Fragment źródłowy:
────

Z Pl. Grunwaldzkiego musimy się dostać na ul. Kamieńskiego np. tak:
Przejeżdzamy Most Szczytnicki i skręcamy w lewo na groblę biegnącą wzdłuż Starej Odry. Po niedługiej jeździe musimy zawrócić na cyplu (ładny widok na Most Warszawski) by po chwili znaleźć się na Mostach Jagiellońskich.
Mogliśmy dojechać tu ul. Kochanowskiego, ale przecież nie lubimy asfaltu i samosmrodów
Skręcamy w lewo i po przejechaniu mostu ponownie w lewo, na Groblę Karłowicko-Rędzińską, którą dojeżdżamy do Mostu Warszawskiego. Przechodzimy przez jezdnię (duży ruch) i jedziemy tuż przy metalowej barierce wzdłuż obmurowanego Kanału Żeglugowego łączącego się dalej ze Starą Odrą. Po chwili musimy zjechać po płaskich stopniach pod most kolejowy (przecież jedziemy na modnym góralu). Podążamy dalej groblą i gdy po prawej ukaże się maleńki Park Kasprowicza zjeżdżamy z wału i przecinajac park wyjeżdżamy na ul. Kasprowicza naprzeciw ul. Syrokomli. Jedzimy tą ostatnią do końca i dalej utrzymując ten sam kierunek ul. Grochowiaka do Parku Marii Dąbrowskiej, którym wyjeżdżamy na tyły szpitala przy ul. Kamieńskiego.

────

Dostarczony materiał:
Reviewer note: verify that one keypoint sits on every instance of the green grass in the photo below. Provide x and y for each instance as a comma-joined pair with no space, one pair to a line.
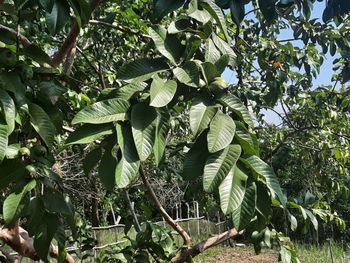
321,254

────

Zadania do wykonania:
- 1) Odpowiedz krótko na pytania dotyczące opisu trasy rowerowej:
(a) Jaki most przejeżdża się zaraz po wyruszeniu z Pl. Grunwaldzkiego?
(b) Gdzie trzeba zawrócić po krótkiej jeździe groblą wzdłuż Starej Odry?
(c) Którą ulicą dojeżdża się do Parku Marii Dąbrowskiej?
- 2) Przełóż na język angielski to zdanie z opisu trasy rowerowej: „Przechodzimy przez jezdnię (duży ruch) i jedziemy tuż przy metalowej barierce wzdłuż obmurowanego Kanału Żeglugowego łączącego się dalej ze Starą Odrą”.
- 3) Kontynuuj opis trasy rowerowej, zaczynając od zdania, które następuje po ostatnim zamieszczonym.

Odpowiedzi po kolei:
- 1)
(a) Most Szczytnicki.
(b) Na cyplu.
(c) Ulicą Grochowiaka.

- 2) We cross the roadway (heavy traffic) and ride right next to the metal railing along the walled Navigation Canal, which further on joins the Old Oder.

- 3)
Teraz jedziemy tą ulicą do placu z kapliczką gdzie wybieramy lewą odnogę i dalej, mijając dwa mostki na Widawie w Krzyżanowicach, aż do drugiej drogi poprzecznej na poligon wojskowy koło tablicy Ośrodka Jeździeckiego WKS Śląsk w Cieninie. Tutaj skręcamy w lewo na poligon i jedziemy po chwili dość szeroką drogą gruntową. Koło krzyża z kapliczką skręcamy w prawo i jedziemy asfaltem, mijamy drewniany krzyż i przystanek PKS Kalina i wjeżdżamy do Malina. Na zakręcie szosy w lewo, koło kapliczki z krzyżem, od szosy odbija gruntowa droga biegnąca prosto. My tą drogą do lasu. Za chwilę znajdujemy się na rozwidleniu trzech dróg gruntowych. Każda z nich jest urocza dla niedzielnego rowerzysty. Las jest niewielki, więc nie powinniśmy mieć kłopotu z powrotem do tego miejsca, gdy już nasycimy się zielenią i świeżym powietrzem.
Powrót tą sama drogą.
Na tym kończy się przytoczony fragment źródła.